* **Goal**: Can you lay out the material below as a JSON list of strings, one string per line, with blank lines left out?

* **Raw data**:
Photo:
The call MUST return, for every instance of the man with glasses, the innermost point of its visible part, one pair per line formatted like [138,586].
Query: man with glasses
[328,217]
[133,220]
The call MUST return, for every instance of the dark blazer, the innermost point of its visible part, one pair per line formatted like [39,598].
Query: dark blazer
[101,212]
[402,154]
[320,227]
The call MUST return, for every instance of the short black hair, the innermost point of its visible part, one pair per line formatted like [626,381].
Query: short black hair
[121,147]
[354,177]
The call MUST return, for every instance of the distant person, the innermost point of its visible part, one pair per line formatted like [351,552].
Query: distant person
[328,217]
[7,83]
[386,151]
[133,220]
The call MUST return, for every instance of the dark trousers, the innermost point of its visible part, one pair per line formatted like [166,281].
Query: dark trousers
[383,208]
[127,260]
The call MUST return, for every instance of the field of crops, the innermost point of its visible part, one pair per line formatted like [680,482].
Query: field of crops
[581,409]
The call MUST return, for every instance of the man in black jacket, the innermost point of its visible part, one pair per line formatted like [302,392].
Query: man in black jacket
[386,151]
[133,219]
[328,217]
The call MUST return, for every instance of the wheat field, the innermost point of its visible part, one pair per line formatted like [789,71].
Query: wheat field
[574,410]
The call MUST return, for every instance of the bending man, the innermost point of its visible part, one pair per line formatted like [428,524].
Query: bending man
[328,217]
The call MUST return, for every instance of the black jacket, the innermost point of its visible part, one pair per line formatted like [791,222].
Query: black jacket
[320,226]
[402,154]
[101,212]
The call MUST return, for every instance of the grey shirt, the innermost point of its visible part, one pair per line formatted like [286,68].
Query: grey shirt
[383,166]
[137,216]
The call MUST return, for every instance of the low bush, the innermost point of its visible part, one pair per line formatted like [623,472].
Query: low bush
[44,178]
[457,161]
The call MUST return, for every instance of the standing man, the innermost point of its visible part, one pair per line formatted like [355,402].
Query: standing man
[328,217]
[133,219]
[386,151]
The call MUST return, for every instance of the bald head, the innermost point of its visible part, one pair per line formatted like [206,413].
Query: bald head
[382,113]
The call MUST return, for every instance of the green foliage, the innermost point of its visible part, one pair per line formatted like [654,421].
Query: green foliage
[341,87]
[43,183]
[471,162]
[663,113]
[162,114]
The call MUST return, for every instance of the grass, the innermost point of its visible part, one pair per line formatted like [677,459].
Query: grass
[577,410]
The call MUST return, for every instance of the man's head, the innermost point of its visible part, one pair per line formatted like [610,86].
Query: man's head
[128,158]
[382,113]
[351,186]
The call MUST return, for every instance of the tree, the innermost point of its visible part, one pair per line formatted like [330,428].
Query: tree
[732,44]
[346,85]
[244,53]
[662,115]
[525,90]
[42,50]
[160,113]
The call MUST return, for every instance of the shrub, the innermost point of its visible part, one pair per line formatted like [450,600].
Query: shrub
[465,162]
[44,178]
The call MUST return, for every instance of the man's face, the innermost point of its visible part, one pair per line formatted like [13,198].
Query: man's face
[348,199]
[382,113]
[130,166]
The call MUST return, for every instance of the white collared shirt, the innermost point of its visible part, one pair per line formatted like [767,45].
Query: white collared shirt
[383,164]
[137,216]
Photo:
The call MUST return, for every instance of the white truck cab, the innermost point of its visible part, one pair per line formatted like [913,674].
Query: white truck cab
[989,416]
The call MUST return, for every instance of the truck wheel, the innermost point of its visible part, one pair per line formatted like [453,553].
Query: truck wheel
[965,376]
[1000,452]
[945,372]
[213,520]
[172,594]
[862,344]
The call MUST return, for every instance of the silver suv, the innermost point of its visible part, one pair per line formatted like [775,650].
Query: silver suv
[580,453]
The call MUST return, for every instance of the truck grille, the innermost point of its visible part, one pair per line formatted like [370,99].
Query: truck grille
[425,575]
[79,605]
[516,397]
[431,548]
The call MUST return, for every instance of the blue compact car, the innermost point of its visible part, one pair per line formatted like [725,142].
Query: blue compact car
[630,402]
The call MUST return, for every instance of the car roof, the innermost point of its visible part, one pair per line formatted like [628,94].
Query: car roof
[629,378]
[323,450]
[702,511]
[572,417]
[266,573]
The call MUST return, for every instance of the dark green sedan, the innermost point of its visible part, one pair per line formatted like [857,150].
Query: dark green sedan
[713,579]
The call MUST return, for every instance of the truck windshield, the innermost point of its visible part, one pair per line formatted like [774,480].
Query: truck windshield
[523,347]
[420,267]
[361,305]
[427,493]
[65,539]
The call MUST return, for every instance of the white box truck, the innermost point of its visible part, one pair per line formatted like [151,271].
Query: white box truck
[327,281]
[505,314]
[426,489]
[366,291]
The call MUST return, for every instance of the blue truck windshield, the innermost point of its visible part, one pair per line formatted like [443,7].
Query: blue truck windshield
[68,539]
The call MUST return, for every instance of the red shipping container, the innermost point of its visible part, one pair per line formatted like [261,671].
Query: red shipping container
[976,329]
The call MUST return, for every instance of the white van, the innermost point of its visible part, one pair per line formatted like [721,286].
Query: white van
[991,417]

* **Written solution**:
[
  "Photo:",
  "The call MUST return, for every instance of the man with glasses, the innermost point of its visible part, one pair per line formatted like [138,586].",
  "Query: man with glasses",
  "[328,217]",
  "[133,220]",
  "The call MUST return, for every instance of the dark blazer, the innermost point of its visible part, one pair per line formatted like [39,598].",
  "Query: dark blazer",
  "[101,212]",
  "[402,154]",
  "[320,227]",
  "The call MUST return, for every instance of the short black hair, the innermost point of its visible part, one pair per line formatted like [626,381].",
  "Query: short black hair",
  "[121,147]",
  "[354,177]",
  "The call MUST return, for every instance of the distant person, the innermost point of its visible part, one pair per line formatted like [351,552].",
  "Query: distant person",
  "[328,217]",
  "[7,83]",
  "[386,151]",
  "[133,220]",
  "The call MUST return, for every instance of the dark trousers, the innermost point of its visible part, one pair per line formatted like [166,281].",
  "Query: dark trousers",
  "[383,208]",
  "[127,260]",
  "The call MUST return, for every instance of the field of crops, the innermost point of its visible part, one pair per line formatted like [680,482].",
  "Query: field of crops",
  "[581,409]",
  "The call MUST return, for every instance of the man in black jacket, the innermost point of its visible part, one pair per line formatted like [302,392].",
  "Query: man in black jacket",
  "[386,151]",
  "[133,219]",
  "[328,217]",
  "The call MUST return, for every instance of the wheat field, the innermost point of its visible part, one pair per line formatted like [789,71].",
  "Query: wheat field",
  "[574,410]",
  "The call MUST return, for every instance of the bending man, the innermost point of its visible part, one pair per line formatted like [428,524].",
  "Query: bending man",
  "[328,217]",
  "The call MUST return, for every instance of the black jacket, the innermost point of its visible part, one pair per line formatted like [791,222].",
  "Query: black jacket",
  "[320,226]",
  "[402,154]",
  "[101,212]",
  "The call MUST return, for every instance of the grey shirt, the innermost point of its visible part, one pair per line formatted like [286,68].",
  "Query: grey shirt",
  "[383,166]",
  "[137,216]",
  "The call MUST return, for every instance of the low bush, the innermost point of its visible part, one pair per line formatted like [623,472].",
  "Query: low bush",
  "[44,178]",
  "[457,161]",
  "The call MUST return, for every instance of the standing man, the innermost point of its visible part, one pair per line formatted like [355,402].",
  "Query: standing man",
  "[328,217]",
  "[133,219]",
  "[386,151]",
  "The call MUST return, for every instance of the bald head, the innermost point of its visible part, one pair per line formatted like [206,413].",
  "Query: bald head",
  "[382,113]",
  "The call MUST return, for every instance of the green foliage, the innermost point of its visible part, one pair per line formatted like [654,421].",
  "Query: green foliage",
  "[341,87]",
  "[43,183]",
  "[471,162]",
  "[663,113]",
  "[162,114]",
  "The call MUST return, for every instance of the grass, the innermost point of its visible part, one pair per line formatted like [677,459].",
  "Query: grass",
  "[577,410]",
  "The call MUST return, for every instance of the man's head, the innermost point of its visible part, one pair per line formatted like [610,86].",
  "Query: man's head",
  "[128,158]",
  "[382,113]",
  "[351,186]",
  "The call MUST return, for every instance of the tree, the innermost point of its visible part, one pair per line formatted like [330,428].",
  "Query: tree",
  "[732,44]",
  "[346,85]",
  "[244,53]",
  "[662,115]",
  "[525,90]",
  "[42,50]",
  "[160,113]",
  "The call MUST return, for every instance of the shrub, the innermost point of its visible part, one pair per line formatted like [450,600].",
  "Query: shrub",
  "[465,162]",
  "[44,178]",
  "The call MUST return, for every instance of the man's face, the innermost point of its visible part, one pair per line formatted like [13,198].",
  "Query: man's face",
  "[348,199]",
  "[382,113]",
  "[130,166]",
  "The call MUST return, for every instance of the white collared shirt, the innermost point of its visible part, one pair per line formatted like [767,45].",
  "Query: white collared shirt",
  "[383,164]",
  "[137,216]",
  "Photo:",
  "The call MUST return, for every instance of the white truck cab, the innermost point of its visible part, one pair per line formatted like [913,674].",
  "Query: white truck cab",
  "[989,416]",
  "The call MUST return, for every instance of the truck wheel, the innermost point of its visible part, one pair per line formatted like [453,553].",
  "Query: truck wheel",
  "[965,376]",
  "[1000,452]",
  "[945,372]",
  "[213,520]",
  "[172,594]",
  "[862,344]",
  "The call MUST return, for every instance of the silver suv, the innermost point of its visible part, one pair per line formatted like [775,650].",
  "Query: silver suv",
  "[580,453]",
  "The call MUST return, for every instance of the truck grille, the innermost point of its visible part, one pair per line formatted like [370,99].",
  "Query: truck grille",
  "[425,575]",
  "[79,605]",
  "[516,397]",
  "[431,548]",
  "The call MUST return, for every instance of the blue compact car, the innermost point of its visible part, one pair per line formatted like [725,142].",
  "Query: blue compact car",
  "[630,402]",
  "The call MUST return, for every instance of the car roof, the innermost point of its visible part, one pair per line formatted like [628,94].",
  "Query: car roof",
  "[629,378]",
  "[323,450]",
  "[702,511]",
  "[572,417]",
  "[266,573]",
  "The call MUST return, for every instance of the dark green sedan, the innermost point of its visible part, one pair per line formatted like [857,150].",
  "Query: dark green sedan",
  "[713,579]",
  "The call MUST return, for every instance of the truck windshield, the innermost point of its visible part, one pair per line formatted like [774,480].",
  "Query: truck windshield",
  "[523,347]",
  "[420,267]",
  "[361,305]",
  "[427,493]",
  "[65,539]",
  "The call MUST return, for every instance of the white box truck, the innermost point of its visible part, one pair per line formatted like [151,271].",
  "Query: white box truck",
  "[327,281]",
  "[505,314]",
  "[426,489]",
  "[366,291]",
  "The call MUST return, for every instance of the blue truck windshield, the innermost point of its visible part, one pair per line formatted like [443,7].",
  "Query: blue truck windshield",
  "[68,539]",
  "The call MUST return, for every instance of the red shipping container, the innermost point of its visible part, one pair per line formatted like [261,671].",
  "Query: red shipping container",
  "[976,329]",
  "The call MUST return, for every instance of the white van, the innermost point of its visible part, one pair per line formatted like [721,286].",
  "Query: white van",
  "[991,417]"
]